Exercise task >> Please count the lines in the data below that contain the string "tire", matching case exactly, and reply with only that number.

===== Task input =====

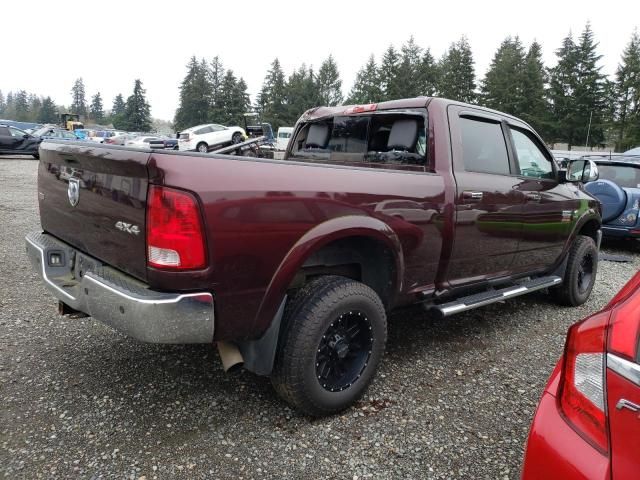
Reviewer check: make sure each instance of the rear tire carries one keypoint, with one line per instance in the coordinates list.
(334, 334)
(580, 275)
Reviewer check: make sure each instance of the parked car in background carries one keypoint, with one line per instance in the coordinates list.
(18, 142)
(618, 190)
(284, 134)
(203, 138)
(120, 138)
(587, 425)
(142, 141)
(100, 136)
(633, 151)
(164, 143)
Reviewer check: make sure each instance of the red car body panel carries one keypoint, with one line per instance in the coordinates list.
(557, 449)
(554, 449)
(624, 426)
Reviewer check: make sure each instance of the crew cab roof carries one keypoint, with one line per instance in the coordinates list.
(406, 103)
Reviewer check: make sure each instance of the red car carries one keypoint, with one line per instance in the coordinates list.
(587, 424)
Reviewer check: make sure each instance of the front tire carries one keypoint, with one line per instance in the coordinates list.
(580, 275)
(335, 330)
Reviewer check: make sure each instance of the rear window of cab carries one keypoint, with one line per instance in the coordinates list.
(388, 138)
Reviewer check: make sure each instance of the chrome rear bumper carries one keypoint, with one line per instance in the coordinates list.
(119, 300)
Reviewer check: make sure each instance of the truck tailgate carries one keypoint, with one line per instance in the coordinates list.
(110, 187)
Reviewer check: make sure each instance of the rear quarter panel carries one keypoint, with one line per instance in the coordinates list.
(257, 212)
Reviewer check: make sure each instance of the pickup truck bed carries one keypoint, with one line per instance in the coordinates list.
(421, 201)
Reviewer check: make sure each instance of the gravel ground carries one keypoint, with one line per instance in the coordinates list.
(453, 398)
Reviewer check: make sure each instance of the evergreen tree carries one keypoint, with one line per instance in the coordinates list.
(216, 76)
(457, 76)
(503, 85)
(408, 79)
(272, 97)
(578, 92)
(96, 109)
(48, 112)
(137, 113)
(627, 93)
(78, 98)
(366, 88)
(118, 105)
(301, 94)
(562, 92)
(535, 108)
(22, 106)
(234, 99)
(427, 74)
(9, 106)
(591, 88)
(35, 104)
(328, 83)
(388, 75)
(195, 96)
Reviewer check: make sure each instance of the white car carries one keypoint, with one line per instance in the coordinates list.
(141, 141)
(203, 138)
(284, 134)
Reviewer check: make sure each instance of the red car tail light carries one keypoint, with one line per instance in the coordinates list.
(175, 238)
(624, 332)
(582, 395)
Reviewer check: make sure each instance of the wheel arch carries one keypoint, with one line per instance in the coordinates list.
(325, 249)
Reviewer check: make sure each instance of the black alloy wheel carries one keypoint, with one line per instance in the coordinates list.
(344, 351)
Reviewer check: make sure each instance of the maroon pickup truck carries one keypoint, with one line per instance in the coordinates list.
(290, 266)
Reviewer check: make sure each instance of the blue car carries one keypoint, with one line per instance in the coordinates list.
(618, 190)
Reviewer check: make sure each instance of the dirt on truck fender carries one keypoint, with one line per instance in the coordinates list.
(292, 266)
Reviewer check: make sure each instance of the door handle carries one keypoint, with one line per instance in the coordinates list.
(477, 196)
(533, 197)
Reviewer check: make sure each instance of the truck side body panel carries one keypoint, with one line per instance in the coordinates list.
(254, 218)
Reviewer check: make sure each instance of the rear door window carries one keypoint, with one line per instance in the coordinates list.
(484, 147)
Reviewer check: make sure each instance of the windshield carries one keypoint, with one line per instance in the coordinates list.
(626, 177)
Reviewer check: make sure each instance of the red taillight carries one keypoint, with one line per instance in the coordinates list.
(624, 332)
(582, 394)
(174, 230)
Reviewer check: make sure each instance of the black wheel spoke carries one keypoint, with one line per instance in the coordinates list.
(344, 351)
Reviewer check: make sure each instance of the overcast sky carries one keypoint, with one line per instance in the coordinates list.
(49, 44)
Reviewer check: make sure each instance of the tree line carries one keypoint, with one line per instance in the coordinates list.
(134, 114)
(572, 102)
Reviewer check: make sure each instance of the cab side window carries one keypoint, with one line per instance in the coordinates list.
(533, 163)
(483, 146)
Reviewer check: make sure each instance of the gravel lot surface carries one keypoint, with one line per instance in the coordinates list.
(453, 398)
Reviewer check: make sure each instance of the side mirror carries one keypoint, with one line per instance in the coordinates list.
(582, 171)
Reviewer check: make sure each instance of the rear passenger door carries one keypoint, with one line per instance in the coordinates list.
(488, 204)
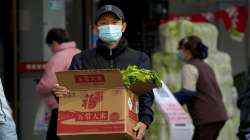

=====

Written solution >> 2